= SHORT TASK =
Which lines in the data below contain the word "tire"? Find each one and copy it out in full.

[Entries drawn from a collection]
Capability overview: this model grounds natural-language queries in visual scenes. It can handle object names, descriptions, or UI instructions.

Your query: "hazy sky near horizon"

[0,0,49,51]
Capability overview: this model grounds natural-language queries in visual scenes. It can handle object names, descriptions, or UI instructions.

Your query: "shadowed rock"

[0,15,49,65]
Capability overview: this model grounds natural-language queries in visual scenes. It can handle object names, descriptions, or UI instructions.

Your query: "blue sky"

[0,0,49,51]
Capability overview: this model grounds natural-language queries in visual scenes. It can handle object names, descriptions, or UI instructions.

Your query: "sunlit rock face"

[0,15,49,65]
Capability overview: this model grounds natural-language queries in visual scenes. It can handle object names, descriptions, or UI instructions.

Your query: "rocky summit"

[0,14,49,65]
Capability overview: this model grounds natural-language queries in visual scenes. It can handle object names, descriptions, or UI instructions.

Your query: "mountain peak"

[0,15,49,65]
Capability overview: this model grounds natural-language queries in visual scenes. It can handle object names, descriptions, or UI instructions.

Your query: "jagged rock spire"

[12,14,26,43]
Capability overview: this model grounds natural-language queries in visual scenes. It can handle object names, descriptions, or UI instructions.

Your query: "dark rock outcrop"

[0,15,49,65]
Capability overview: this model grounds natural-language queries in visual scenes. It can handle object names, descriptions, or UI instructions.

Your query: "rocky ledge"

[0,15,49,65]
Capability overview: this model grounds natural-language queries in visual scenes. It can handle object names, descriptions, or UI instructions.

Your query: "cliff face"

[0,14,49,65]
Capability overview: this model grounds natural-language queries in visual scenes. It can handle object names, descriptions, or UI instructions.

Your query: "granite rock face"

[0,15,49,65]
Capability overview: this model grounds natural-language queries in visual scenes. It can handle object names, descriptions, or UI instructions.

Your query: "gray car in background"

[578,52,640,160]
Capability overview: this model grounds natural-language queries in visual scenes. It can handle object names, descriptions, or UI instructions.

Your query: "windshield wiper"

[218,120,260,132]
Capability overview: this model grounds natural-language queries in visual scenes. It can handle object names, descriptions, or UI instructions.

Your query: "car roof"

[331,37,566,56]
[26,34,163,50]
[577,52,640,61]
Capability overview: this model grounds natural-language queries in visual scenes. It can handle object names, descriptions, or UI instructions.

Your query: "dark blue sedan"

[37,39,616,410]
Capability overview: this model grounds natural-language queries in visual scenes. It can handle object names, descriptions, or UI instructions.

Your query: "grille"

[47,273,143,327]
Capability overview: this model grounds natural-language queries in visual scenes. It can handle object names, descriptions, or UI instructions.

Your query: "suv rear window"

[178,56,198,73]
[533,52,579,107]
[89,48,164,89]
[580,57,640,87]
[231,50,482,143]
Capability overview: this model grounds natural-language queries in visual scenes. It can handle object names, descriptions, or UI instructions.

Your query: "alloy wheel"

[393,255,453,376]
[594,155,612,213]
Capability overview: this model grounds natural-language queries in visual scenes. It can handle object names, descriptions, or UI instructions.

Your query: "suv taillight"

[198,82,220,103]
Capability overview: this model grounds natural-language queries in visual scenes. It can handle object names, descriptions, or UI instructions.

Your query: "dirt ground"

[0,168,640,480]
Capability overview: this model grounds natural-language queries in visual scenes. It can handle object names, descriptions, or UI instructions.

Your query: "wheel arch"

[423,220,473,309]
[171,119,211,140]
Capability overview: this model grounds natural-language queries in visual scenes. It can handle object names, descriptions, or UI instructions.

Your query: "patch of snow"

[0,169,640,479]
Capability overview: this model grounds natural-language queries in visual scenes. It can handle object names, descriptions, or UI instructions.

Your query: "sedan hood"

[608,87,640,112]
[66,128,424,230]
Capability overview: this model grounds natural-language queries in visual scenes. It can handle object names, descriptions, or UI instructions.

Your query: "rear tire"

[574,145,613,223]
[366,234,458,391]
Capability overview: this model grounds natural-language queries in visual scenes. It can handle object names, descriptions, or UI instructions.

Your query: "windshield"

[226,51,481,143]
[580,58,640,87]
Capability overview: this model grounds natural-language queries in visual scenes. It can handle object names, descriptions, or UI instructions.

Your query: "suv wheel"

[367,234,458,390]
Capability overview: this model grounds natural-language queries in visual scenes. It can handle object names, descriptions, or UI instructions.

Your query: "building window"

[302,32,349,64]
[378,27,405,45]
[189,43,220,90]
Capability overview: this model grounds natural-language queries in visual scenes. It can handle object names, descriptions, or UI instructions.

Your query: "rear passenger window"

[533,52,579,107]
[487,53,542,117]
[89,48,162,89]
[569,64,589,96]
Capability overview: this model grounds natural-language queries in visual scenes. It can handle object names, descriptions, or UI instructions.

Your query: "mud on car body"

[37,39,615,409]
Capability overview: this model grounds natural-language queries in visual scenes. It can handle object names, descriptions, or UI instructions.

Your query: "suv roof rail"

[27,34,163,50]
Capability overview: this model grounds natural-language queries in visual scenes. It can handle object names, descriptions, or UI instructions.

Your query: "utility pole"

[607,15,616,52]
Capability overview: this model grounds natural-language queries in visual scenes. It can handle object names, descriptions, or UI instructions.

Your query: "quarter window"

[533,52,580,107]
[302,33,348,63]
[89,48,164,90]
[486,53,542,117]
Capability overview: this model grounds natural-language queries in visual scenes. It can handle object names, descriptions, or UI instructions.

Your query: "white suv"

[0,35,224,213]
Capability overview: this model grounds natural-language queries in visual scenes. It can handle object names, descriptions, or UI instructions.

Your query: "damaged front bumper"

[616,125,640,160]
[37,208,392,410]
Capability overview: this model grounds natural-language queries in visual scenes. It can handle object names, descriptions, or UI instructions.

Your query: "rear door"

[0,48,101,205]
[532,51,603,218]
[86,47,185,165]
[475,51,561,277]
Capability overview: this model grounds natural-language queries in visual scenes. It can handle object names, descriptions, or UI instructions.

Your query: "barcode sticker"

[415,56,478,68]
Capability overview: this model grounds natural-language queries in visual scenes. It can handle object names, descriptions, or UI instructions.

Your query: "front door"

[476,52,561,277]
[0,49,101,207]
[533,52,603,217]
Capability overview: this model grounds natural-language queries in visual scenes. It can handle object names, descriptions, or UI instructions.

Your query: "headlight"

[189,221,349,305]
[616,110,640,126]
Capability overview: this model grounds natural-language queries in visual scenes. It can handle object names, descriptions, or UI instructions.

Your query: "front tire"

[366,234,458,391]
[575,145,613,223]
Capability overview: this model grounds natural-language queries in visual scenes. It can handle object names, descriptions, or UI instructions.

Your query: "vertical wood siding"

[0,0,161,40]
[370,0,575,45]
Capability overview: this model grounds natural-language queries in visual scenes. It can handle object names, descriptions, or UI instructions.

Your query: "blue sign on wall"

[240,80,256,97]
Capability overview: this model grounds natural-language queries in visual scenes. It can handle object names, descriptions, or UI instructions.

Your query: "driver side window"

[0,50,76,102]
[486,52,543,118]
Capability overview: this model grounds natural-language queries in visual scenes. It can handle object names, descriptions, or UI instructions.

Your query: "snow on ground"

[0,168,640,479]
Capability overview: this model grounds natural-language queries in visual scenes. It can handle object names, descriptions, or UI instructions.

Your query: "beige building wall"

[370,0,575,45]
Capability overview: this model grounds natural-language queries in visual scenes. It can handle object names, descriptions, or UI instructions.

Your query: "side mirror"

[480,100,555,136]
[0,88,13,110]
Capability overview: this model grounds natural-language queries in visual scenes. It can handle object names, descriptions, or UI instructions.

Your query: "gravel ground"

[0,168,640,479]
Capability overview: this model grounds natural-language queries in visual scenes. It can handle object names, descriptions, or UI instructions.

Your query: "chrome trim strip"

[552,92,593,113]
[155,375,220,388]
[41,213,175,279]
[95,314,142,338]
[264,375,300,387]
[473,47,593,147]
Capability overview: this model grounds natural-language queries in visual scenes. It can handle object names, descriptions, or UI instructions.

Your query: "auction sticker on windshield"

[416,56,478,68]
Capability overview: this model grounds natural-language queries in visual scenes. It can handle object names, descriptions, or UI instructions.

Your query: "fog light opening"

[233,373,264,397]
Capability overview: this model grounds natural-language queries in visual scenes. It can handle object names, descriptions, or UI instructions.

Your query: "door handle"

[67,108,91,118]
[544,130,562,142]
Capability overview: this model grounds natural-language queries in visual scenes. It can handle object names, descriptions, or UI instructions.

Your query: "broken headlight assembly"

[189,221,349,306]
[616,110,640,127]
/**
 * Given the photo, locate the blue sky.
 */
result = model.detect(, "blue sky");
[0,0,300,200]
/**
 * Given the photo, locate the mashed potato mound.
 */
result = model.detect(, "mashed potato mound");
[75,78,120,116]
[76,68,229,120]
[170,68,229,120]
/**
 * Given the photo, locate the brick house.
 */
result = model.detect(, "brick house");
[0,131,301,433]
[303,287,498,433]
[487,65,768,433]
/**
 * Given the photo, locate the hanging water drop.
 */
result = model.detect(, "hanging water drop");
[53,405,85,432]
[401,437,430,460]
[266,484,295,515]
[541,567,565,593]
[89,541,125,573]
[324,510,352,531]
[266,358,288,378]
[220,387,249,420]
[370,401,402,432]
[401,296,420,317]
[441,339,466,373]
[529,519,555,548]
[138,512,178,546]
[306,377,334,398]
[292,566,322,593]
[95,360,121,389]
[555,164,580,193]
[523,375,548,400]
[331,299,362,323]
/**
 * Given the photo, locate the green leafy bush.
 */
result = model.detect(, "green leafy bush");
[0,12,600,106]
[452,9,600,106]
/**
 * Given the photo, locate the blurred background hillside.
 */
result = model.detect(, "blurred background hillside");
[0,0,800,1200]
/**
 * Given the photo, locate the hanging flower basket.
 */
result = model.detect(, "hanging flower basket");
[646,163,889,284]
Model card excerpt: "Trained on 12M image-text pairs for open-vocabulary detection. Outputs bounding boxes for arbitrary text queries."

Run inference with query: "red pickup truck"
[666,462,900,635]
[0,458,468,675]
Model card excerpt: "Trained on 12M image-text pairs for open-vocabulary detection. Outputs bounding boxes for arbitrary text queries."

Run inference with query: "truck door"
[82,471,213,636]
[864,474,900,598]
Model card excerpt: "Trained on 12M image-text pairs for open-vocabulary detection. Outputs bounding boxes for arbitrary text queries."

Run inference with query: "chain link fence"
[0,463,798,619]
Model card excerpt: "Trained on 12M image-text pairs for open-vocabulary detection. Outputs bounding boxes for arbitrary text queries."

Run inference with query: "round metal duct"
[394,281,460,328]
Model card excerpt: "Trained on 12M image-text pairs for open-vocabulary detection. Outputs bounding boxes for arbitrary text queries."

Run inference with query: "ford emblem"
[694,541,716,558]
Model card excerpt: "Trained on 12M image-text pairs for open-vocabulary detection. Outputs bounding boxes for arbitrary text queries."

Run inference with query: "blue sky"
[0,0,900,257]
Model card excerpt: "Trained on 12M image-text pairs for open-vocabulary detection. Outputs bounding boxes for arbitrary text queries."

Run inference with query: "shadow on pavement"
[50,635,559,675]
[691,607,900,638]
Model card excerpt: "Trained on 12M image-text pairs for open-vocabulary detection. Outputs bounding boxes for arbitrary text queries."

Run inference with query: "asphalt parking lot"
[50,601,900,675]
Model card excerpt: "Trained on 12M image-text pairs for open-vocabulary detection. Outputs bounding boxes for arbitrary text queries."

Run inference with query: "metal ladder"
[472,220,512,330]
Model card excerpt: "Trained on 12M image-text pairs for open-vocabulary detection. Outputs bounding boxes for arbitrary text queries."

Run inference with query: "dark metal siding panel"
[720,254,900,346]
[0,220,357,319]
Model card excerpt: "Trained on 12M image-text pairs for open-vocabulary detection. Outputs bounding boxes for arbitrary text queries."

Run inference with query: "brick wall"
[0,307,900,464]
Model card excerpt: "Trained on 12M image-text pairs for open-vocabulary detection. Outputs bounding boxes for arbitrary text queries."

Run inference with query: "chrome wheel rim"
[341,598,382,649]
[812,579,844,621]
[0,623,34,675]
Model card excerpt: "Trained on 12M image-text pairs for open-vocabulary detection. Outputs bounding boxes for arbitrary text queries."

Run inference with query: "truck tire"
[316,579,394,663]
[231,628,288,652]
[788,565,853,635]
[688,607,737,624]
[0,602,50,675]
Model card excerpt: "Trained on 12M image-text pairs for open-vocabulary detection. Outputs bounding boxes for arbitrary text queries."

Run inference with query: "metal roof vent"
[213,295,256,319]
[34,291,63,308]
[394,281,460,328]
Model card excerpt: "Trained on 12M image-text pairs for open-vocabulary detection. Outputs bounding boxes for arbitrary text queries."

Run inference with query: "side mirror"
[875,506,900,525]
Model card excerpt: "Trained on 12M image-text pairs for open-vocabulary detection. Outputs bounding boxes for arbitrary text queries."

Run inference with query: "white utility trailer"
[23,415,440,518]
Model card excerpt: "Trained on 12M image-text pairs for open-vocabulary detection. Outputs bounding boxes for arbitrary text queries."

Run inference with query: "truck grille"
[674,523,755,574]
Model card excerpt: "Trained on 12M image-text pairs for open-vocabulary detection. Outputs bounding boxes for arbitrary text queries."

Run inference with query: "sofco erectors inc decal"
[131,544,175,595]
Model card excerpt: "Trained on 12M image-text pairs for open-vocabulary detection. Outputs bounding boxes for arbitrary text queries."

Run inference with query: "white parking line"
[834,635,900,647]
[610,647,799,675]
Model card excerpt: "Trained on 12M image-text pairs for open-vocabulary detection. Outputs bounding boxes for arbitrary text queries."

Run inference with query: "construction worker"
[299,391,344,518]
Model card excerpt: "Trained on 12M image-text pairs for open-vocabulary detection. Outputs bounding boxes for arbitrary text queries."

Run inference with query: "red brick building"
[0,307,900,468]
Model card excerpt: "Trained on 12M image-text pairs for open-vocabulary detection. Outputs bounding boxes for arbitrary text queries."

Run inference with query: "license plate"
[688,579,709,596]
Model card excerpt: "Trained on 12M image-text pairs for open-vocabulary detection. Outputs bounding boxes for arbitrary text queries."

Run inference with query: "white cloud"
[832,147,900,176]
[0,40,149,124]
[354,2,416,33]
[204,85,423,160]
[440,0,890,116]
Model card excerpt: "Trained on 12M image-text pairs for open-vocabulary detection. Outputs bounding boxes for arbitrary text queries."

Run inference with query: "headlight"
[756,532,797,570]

= TASK SOLUTION =
Your query: "rear tire"
Your query: "front tire"
Run inference with query: "truck tire"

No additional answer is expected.